Stored items from a collection:
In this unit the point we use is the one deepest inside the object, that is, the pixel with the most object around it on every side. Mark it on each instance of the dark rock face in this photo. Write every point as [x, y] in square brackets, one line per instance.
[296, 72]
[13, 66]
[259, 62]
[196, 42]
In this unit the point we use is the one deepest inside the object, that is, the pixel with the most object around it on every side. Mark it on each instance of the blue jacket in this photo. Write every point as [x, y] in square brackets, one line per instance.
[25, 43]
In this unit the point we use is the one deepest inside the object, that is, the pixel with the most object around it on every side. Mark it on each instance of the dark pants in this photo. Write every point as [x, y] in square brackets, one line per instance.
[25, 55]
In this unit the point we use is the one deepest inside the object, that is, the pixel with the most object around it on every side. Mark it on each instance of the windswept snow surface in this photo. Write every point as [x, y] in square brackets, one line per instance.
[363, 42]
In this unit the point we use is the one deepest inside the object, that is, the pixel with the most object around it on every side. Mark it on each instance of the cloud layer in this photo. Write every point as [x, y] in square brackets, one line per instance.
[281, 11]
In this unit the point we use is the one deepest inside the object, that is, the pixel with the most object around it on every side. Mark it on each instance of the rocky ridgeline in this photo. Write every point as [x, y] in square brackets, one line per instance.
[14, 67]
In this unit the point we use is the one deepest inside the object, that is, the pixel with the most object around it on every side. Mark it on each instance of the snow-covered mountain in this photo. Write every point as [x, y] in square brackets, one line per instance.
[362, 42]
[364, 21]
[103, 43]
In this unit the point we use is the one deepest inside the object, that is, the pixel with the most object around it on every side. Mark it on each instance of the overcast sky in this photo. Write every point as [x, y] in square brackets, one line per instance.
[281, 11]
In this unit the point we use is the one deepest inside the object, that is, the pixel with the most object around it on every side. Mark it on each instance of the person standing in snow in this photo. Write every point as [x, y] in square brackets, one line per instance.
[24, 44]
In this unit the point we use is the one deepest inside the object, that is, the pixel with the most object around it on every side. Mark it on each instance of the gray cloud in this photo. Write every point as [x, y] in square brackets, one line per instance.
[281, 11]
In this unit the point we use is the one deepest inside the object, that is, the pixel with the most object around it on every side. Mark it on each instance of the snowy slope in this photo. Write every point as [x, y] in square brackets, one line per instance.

## Work required
Reproduce all of the records precisely. No word may differ.

## Your solution
In this unit the point we use is the one deepest inside the object, that is, the pixel with the most object around it on every side. Mark it on each instance of the dark rock face in this photo. Write every point as [x, y] in square brackets, one line per instance.
[296, 72]
[13, 66]
[259, 62]
[196, 42]
In this unit the point we use is the one deepest inside the object, that is, the pixel with the most object around it on every side. Mark it on each instance of the blue jacket in this photo. Write every point as [x, y] in square brackets, one line per instance.
[25, 43]
In this unit the point we use is the one deepest inside the object, that is, the pixel with the most object around it on every side. Mark it on each instance of the dark pants in this photo. Write every point as [x, y] in square brackets, one line per instance.
[25, 55]
In this unit the point we use is the one deepest inside the object, that is, the pixel with the most object around it on every side. Mark it on each instance of the windswept snow surface in this photo. Write every point as [x, y] in square brackets, one line per instance.
[363, 42]
In this unit the point we use is the one deepest inside the object, that is, the pixel with the most object around it on every side. Mark it on each instance of the cloud layer in this photo. Write every point as [x, y] in square brackets, one line per instance.
[281, 11]
In this unit the point we use is the one deepest inside the object, that is, the pixel with the most object around it on every side. Mark it on each instance of the rocky ridgeline in this photo. Write every point as [x, y] in square brackets, one line per instance.
[14, 67]
In this unit the point we use is the one deepest inside the object, that is, the pixel with the most object around it on every side. Mark it on each instance of the snow-covered mountain in this photo. Write every point as [x, y] in square brackets, one line per instance.
[362, 42]
[364, 21]
[103, 43]
In this unit the point we use is the one deepest inside the object, that is, the pixel with the most object around it on every side. Mark it on each instance of the overcast sky in this photo. Write every point as [x, y] in square brackets, one line per instance.
[281, 11]
In this unit the point we use is the one deepest inside the object, that is, the pixel with the most object around it on every side. Mark it on each instance of the person standing in snow in this photo. Write every point as [x, y] in square brackets, one line per instance.
[24, 44]
In this unit the point we use is the one deepest inside the object, that is, the pixel with the most object around it on every side. Mark it on each instance of the gray cloud in this photo. Write every point as [x, y] in square brackets, one line per instance.
[281, 11]
In this unit the point we use is the one deepest inside the object, that is, the pixel with the most object around it on every side. Mark it on each instance of the snowy slope in this photo. Write every point as [x, y] in square brackets, one line per instance.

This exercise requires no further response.